:: PROVIDED PASSAGE
This article has been written by Oishika Banerji of Amity Law School, Kolkata. This article provides a detailed analysis of the Maharashtra cabinet’s view on death penalty.
This article has been published by Sneha Mahawar.
Table of Contents
While showing their support for the death penalty reserved by the Bombay High Court to Kolhapur sisters, Reuka Shinde and Seema Gavit, who abducted and killed children between 1990 to 1996, the Maharashtra government reflected their vision concerning death penalty which resulted in bringing about an amendment of the existing Shakti Act, 2020. The Shakti Criminal Laws (Maharashtra Amendment) Bill, 2021 brings in a plethora of changes which has been highlighted in this article. The article also aims to draw the readers’ view on Maharashtra cabinet’s perception surrounding death penalty and th possible outcome of such viewpoint.
::::
:: DATA SECTION
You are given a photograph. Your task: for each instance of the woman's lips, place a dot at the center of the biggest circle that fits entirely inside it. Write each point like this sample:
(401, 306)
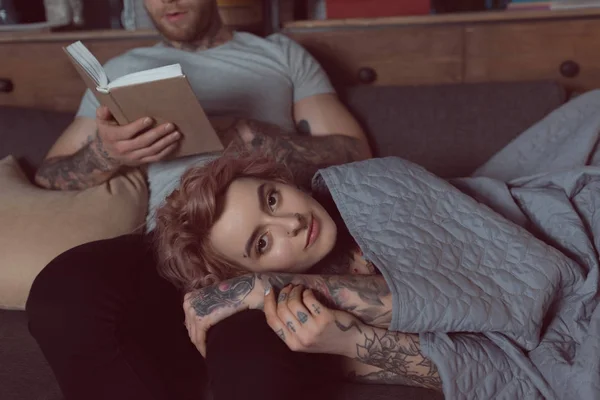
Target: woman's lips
(313, 232)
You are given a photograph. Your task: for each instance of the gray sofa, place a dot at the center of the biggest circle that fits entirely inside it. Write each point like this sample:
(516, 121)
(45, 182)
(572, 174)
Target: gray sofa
(448, 129)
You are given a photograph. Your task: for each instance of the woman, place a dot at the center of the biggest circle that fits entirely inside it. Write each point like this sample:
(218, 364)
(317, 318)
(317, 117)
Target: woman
(241, 215)
(501, 313)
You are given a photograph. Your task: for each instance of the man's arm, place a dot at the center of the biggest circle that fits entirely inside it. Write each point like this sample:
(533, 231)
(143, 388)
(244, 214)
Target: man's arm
(303, 154)
(76, 161)
(90, 151)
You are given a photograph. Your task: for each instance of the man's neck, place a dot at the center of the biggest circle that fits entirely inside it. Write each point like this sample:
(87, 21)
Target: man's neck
(216, 35)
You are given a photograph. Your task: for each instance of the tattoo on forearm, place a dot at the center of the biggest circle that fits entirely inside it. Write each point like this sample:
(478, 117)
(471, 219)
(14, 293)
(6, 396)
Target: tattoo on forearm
(367, 297)
(345, 328)
(302, 317)
(304, 128)
(88, 167)
(399, 356)
(381, 377)
(282, 297)
(225, 294)
(291, 327)
(303, 155)
(281, 334)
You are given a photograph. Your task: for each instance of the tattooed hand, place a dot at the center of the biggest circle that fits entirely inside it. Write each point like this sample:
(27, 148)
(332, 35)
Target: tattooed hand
(208, 306)
(306, 325)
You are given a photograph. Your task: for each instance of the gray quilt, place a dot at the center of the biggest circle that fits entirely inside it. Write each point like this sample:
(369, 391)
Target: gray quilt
(497, 272)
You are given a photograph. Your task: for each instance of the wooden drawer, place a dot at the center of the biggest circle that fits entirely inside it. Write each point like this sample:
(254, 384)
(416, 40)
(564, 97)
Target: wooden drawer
(387, 55)
(534, 51)
(43, 77)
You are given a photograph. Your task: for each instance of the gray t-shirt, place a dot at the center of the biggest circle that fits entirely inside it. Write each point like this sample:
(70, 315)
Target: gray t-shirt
(249, 77)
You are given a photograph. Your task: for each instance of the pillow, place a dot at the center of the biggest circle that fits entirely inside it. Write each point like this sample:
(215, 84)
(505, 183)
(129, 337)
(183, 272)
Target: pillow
(36, 225)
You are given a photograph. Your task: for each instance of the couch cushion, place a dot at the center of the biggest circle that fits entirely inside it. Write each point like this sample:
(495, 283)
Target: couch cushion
(450, 129)
(24, 373)
(28, 134)
(38, 224)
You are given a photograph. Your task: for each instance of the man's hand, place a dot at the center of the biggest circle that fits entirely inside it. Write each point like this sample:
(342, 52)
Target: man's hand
(133, 144)
(307, 326)
(204, 308)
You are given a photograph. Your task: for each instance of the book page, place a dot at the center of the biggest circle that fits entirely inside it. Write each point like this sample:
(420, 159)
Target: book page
(88, 62)
(149, 75)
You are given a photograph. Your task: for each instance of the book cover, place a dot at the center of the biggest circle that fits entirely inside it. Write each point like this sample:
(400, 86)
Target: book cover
(165, 100)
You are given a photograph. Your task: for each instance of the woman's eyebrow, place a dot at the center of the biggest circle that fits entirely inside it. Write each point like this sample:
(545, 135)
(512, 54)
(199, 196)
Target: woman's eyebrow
(260, 193)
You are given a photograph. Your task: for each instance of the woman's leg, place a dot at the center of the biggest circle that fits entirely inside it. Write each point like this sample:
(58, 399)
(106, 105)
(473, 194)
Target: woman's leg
(246, 360)
(111, 328)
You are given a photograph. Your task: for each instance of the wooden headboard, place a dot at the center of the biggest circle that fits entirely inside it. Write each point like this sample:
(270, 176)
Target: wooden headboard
(457, 48)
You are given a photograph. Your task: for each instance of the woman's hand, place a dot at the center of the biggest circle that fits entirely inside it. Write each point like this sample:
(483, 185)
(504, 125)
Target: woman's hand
(206, 307)
(306, 325)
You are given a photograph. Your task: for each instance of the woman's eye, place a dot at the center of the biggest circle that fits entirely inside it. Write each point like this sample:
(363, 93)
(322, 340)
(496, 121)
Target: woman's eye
(261, 244)
(272, 199)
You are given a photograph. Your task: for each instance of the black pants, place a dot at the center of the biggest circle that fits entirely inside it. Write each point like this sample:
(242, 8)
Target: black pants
(111, 328)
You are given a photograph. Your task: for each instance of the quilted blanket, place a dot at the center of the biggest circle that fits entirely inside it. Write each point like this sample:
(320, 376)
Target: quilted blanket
(497, 272)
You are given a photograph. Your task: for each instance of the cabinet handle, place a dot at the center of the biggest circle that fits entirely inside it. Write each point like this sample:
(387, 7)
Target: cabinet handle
(367, 75)
(6, 85)
(569, 69)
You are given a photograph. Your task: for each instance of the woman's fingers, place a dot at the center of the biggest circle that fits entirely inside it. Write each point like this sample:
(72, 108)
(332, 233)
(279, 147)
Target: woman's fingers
(313, 305)
(296, 306)
(270, 307)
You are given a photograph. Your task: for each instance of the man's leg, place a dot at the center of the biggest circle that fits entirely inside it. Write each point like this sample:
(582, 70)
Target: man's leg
(247, 360)
(111, 328)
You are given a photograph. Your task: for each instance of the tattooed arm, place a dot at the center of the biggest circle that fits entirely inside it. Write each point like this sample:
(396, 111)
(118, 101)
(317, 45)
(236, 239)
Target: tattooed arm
(367, 297)
(87, 167)
(371, 355)
(395, 358)
(90, 151)
(302, 154)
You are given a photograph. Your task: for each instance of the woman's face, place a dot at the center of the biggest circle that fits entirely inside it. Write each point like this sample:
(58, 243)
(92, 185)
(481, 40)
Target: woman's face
(271, 226)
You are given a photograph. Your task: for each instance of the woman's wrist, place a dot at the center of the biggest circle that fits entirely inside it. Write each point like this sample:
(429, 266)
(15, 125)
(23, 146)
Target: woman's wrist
(256, 298)
(355, 337)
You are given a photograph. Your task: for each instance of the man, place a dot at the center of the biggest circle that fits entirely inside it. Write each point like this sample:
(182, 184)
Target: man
(270, 88)
(108, 325)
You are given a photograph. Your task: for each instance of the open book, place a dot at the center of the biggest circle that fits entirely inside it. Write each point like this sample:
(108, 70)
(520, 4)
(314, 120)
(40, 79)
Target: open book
(163, 94)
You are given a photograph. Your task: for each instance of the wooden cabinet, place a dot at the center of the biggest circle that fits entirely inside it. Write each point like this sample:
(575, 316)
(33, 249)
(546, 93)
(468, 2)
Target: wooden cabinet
(388, 55)
(455, 48)
(42, 76)
(563, 50)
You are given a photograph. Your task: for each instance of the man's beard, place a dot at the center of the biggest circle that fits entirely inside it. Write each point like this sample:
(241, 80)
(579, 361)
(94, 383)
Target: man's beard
(193, 31)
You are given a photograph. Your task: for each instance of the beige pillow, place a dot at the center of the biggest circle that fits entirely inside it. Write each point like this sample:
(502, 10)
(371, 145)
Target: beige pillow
(37, 225)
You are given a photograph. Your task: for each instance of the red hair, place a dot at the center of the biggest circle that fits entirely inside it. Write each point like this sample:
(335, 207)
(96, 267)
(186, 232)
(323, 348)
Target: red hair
(185, 255)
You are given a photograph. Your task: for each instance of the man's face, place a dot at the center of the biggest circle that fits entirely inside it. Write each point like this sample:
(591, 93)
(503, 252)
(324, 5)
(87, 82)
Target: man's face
(181, 20)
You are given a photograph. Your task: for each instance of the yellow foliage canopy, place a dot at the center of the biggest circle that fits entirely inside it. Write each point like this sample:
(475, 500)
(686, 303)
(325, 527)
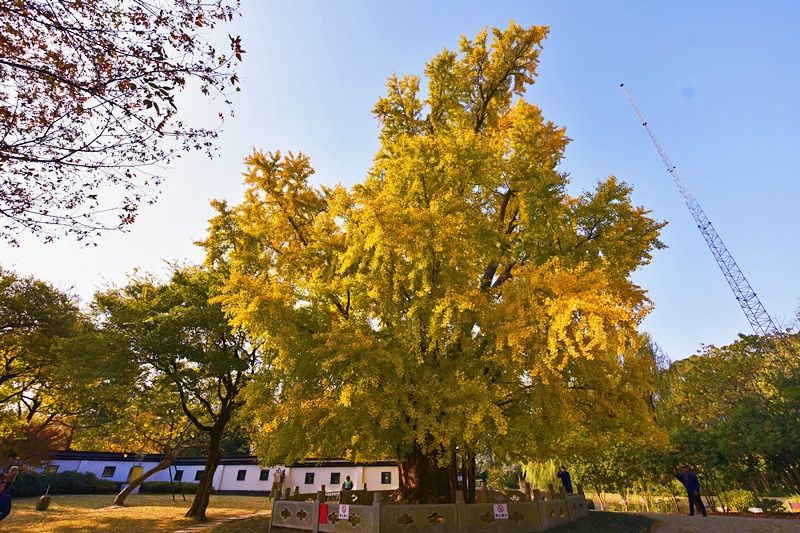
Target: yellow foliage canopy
(458, 298)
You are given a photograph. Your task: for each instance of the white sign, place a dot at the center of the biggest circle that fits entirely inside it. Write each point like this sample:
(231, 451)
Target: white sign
(500, 511)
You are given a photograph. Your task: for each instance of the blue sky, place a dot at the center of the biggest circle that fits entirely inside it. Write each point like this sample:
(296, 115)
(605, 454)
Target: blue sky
(717, 81)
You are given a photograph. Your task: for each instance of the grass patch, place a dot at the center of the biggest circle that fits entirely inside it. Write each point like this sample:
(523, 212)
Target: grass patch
::::
- **TASK SET**
1. In the article on the death penalty, rewrite the passage from "Table of Contents" to "of such viewpoint.", swapping "Maharashtra government" for "state government".
2. Answer these questions from the article on the death penalty.
(a) Which law school is the author of the article from?
(b) Between which years did the Kolhapur sisters abduct and kill children?
(c) What is the full name of the 2021 bill that the article discusses?
3. Does each statement agree with the article on the death penalty? Answer yes or no, and quote the words that settle it.
(a) Oishika Banerji published the article.
(b) The Bombay High Court reserved the death penalty for the Kolhapur sisters.
(c) The existing Shakti Act dates from 2021.

- **LIST OF ANSWERS**
1.
Table of Contents
While showing their support for the death penalty reserved by the Bombay High Court to Kolhapur sisters, Reuka Shinde and Seema Gavit, who abducted and killed children between 1990 to 1996, the state government reflected their vision concerning death penalty which resulted in bringing about an amendment of the existing Shakti Act, 2020. The Shakti Criminal Laws (Maharashtra Amendment) Bill, 2021 brings in a plethora of changes which has been highlighted in this article. The article also aims to draw the readers’ view on Maharashtra cabinet’s perception surrounding death penalty and th possible outcome of such viewpoint.

2.
(a) Amity Law School, Kolkata.
(b) Between 1990 and 1996.
(c) The Shakti Criminal Laws (Maharashtra Amendment) Bill, 2021.

3.
(a) No: "This article has been published by Sneha Mahawar."
(b) Yes: "the death penalty reserved by the Bombay High Court to Kolhapur sisters"
(c) No: "the existing Shakti Act, 2020"